Material for this task —
- - -

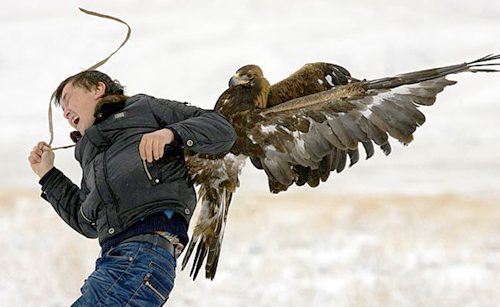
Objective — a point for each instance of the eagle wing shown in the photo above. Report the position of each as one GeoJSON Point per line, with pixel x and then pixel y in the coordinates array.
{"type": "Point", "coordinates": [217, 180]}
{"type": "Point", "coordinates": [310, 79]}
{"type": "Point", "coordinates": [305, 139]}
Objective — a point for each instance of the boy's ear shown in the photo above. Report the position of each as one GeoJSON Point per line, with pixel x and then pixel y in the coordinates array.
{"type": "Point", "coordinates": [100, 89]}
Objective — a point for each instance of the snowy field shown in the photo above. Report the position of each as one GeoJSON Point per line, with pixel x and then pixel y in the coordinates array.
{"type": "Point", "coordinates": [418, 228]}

- - -

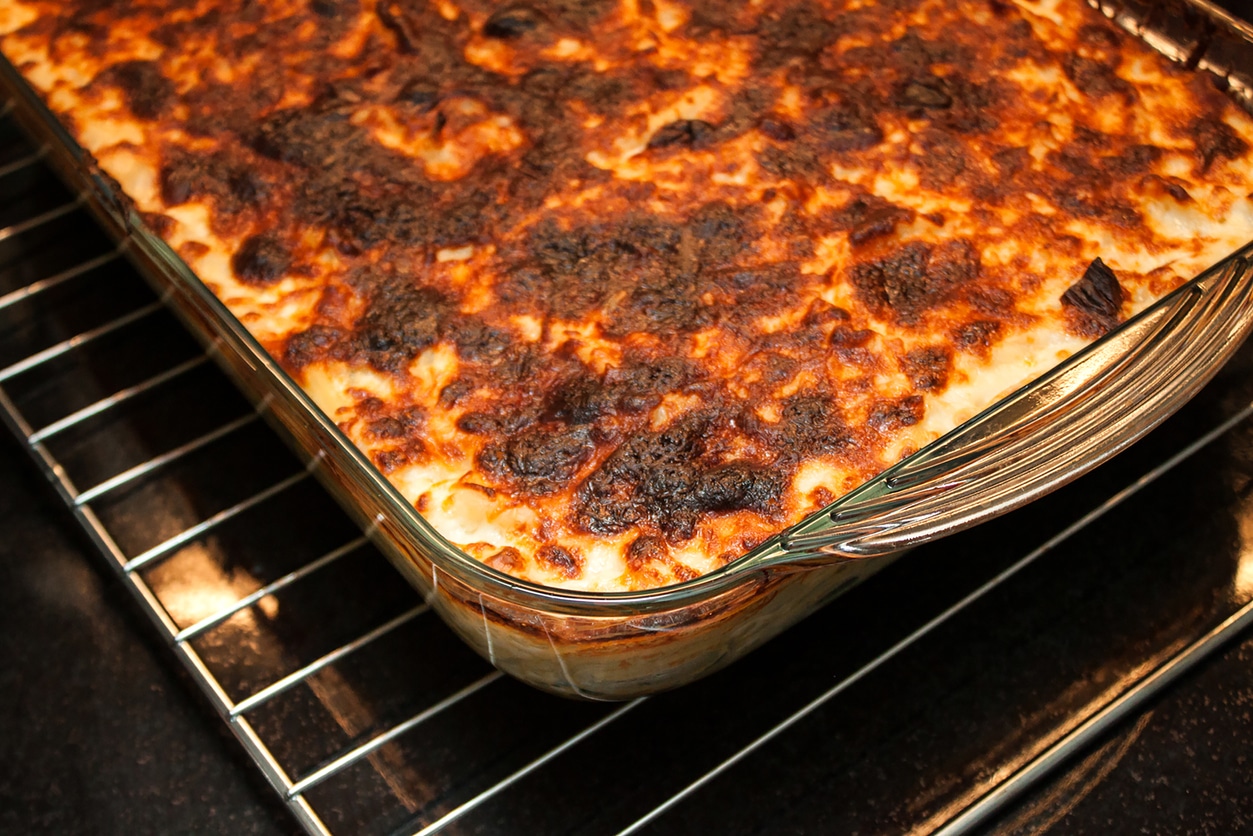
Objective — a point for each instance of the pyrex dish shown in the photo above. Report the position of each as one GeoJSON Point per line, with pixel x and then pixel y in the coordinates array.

- - -

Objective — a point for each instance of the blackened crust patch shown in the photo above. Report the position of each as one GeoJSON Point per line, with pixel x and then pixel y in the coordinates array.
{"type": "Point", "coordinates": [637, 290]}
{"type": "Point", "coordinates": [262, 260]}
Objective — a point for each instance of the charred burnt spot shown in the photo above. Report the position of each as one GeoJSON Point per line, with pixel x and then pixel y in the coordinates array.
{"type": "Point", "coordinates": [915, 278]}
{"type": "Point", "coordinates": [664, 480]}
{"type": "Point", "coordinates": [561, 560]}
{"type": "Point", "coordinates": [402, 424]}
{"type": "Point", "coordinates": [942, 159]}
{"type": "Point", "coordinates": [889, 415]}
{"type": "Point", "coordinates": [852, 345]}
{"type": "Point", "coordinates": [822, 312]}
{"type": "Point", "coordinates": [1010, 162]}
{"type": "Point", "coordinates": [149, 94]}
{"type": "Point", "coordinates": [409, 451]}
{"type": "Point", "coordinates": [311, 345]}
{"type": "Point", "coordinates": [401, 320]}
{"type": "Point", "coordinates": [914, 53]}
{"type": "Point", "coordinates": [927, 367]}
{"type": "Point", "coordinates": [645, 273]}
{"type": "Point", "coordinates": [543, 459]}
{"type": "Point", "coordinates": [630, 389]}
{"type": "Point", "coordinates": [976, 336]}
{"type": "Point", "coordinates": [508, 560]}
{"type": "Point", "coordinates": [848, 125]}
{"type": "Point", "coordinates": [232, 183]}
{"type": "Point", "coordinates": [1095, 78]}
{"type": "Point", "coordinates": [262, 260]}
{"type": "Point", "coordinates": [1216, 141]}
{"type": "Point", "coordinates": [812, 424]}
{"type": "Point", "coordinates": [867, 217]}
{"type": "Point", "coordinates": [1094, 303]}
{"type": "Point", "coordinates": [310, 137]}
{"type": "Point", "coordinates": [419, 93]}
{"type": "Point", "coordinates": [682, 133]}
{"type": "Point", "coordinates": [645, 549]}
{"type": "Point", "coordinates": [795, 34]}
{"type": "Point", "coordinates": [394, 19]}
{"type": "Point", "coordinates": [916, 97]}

- - -

Identify each line in the entries above that contains the word "array" and copy those lines out in full.

Objective — a point for each instance of the eagle wing shown in the photo above. Report the position of each as one GeoJSON Point per line, with pixel x and then pixel y in the coordinates array.
Objective — a point for each instance of the boy's ear shown in the photo above. Report the position of each as one GeoJSON Point per line, with pixel x and then pixel y in the coordinates array.
Objective — a point for each instance of the snowy field shown in the photo above. Report the position of each as one GeoJSON Point per line, with pixel x and then pixel y in the coordinates array.
Objective — a point for each instance of the pyrex dish shown in the photo above. Report the position of each as one GeoJSON Point per line, with pixel x and then pixel y in the coordinates array.
Objective — a point for each instance of the blackened crust patch shown in the photo above. Report the position of each as one GeoJSON Point per line, with pixel x and then pixel y in the coordinates array.
Objective — a point for each instance of the charred burnt spot shown in the photo above. Report the position of each as one GeoJSON Point per line, with pixel x and then pixel y in the coordinates array.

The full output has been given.